--- START OF Data supplied ---
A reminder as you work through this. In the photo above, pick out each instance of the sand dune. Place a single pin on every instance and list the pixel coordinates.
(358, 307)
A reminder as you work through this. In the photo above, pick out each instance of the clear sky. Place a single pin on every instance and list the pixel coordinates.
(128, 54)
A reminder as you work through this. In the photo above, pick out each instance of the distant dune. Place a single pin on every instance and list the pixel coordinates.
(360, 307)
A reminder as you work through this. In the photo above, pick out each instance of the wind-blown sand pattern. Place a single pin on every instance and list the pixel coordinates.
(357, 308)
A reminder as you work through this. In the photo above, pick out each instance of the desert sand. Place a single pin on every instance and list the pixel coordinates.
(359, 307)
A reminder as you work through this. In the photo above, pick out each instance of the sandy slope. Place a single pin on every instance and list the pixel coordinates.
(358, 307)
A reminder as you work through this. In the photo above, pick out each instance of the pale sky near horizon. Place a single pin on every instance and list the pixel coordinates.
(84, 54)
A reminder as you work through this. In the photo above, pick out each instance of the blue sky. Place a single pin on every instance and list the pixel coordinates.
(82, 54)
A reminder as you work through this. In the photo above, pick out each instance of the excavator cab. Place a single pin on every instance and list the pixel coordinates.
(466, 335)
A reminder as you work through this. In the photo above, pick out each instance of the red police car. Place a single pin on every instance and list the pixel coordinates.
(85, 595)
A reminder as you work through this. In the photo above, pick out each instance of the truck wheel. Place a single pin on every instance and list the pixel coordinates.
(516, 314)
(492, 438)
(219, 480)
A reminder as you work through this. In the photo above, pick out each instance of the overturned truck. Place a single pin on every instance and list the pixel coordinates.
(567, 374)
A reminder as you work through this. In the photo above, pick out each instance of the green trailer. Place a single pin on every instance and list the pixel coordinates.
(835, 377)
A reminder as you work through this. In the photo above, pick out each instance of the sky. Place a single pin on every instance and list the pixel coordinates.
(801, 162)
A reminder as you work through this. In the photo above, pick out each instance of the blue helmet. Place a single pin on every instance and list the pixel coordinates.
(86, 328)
--- END OF Data supplied ---
Output the entries exactly.

A reminder as you work through this. In the photo above, pick out each instance of the sand dune. Place a single pin on every instance and list the pixel coordinates.
(358, 307)
A reminder as you work through this. In the photo above, pick out each instance of the clear sky. Place a single pin on every instance and list the pixel coordinates.
(128, 54)
A reminder as you work through this. In the photo above, pick out each instance of the distant dune. Place a single pin on every instance and list the pixel coordinates.
(360, 307)
A reminder as you work through this. In the photo above, pick out each instance of the wind-blown sand pattern. Place a single pin on every instance and list the pixel coordinates.
(357, 308)
A reminder as you work through this. In the photo above, pick out each instance of the desert sand. Place a single pin on every instance and list the pixel coordinates.
(359, 307)
A reminder as you work through this. In the photo above, pick out each instance of the sandy slope. Place a single pin on every instance and list the pixel coordinates.
(358, 307)
A reminder as you work through this. In the photo above, pick out each instance of the pale sky near horizon. Place a single pin on every instance and list the pixel coordinates.
(84, 54)
A reminder as you work through this. In the photo above, pick out each instance of the blue sky. Place a single pin on every instance and list the pixel coordinates.
(82, 54)
A reminder as you work through this. In the photo above, pick out each instance of the excavator cab. Place a single pin on every instance and list the pixel coordinates.
(466, 335)
A reminder as you work through this. In the photo above, pick out each instance of the red police car. Place a single pin on every instance and list the pixel coordinates.
(85, 595)
A reminder as you work through this. In the photo above, pick out each instance of the truck wheel. Place a single pin on every instance and list the pixel coordinates.
(516, 314)
(492, 438)
(219, 480)
A reminder as you work through this. In the photo above, pick out each instance of the overturned truck. Place a single pin on every instance and list the pixel coordinates.
(567, 374)
A reminder as you work through this. In the photo above, pick out each instance of the green trailer. Place a single pin on every instance and list the pixel coordinates.
(835, 377)
A reminder as you work through this. In the photo above, pick out each instance of the sky. Place a single pin on every instance and list the pixel coordinates.
(801, 162)
A reminder as you work through this. In the photo above, pick out each instance of the blue helmet. Place a single pin on every instance and list the pixel coordinates.
(86, 328)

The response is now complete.